_Brief_: Convert the lines from the one containing "dog's leg, farthest" through the one containing "Query: dog's leg", both included, into a numbered list. Leave out any blank lines.

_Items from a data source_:
################
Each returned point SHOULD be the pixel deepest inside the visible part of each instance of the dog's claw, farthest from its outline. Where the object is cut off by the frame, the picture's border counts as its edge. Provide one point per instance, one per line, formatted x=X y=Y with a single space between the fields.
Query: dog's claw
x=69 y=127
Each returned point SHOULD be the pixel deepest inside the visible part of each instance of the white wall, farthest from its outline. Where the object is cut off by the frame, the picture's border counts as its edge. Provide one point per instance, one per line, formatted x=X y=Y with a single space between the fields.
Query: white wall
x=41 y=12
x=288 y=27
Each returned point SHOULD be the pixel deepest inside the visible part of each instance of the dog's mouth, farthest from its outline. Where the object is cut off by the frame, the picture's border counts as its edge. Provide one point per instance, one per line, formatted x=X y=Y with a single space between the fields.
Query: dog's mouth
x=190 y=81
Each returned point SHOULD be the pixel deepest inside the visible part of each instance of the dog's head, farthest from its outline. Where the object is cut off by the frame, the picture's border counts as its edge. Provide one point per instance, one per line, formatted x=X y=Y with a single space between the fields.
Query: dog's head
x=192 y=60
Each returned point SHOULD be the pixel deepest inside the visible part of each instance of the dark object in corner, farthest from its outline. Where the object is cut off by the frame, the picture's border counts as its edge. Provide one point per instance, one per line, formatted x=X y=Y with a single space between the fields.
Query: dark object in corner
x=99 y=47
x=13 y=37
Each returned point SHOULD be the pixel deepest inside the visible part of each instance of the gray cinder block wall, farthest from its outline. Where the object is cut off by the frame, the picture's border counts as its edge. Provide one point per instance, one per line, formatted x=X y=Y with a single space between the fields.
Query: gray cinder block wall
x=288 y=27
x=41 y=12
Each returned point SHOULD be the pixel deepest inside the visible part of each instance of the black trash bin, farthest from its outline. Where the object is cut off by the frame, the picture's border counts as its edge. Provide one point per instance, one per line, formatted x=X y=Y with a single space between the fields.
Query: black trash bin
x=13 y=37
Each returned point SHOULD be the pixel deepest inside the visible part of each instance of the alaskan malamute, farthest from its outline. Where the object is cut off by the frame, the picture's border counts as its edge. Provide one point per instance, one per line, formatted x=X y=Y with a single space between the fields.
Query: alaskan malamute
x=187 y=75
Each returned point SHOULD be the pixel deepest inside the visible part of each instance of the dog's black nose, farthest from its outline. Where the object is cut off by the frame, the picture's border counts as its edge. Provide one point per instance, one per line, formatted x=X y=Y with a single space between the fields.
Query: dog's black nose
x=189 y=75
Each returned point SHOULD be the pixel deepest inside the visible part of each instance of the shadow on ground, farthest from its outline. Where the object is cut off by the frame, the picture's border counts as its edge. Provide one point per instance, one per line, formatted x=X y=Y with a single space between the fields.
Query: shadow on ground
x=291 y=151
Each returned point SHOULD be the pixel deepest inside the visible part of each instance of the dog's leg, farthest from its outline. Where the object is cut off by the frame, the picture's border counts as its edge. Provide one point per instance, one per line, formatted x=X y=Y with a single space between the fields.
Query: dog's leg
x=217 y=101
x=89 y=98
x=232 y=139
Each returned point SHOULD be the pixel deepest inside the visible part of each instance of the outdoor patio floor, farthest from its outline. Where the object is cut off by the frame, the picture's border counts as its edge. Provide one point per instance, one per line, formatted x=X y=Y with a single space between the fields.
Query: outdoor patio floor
################
_Task answer_:
1. Each returned point SHOULD be the pixel deepest inside the visible part of each instance of the dog's leg, farthest from its outline. Where the object is cut off by the frame, the picture's border counts as its edge. Provide one point per instance, one per line, formatted x=X y=Y with a single space between the fields.
2. Query: dog's leg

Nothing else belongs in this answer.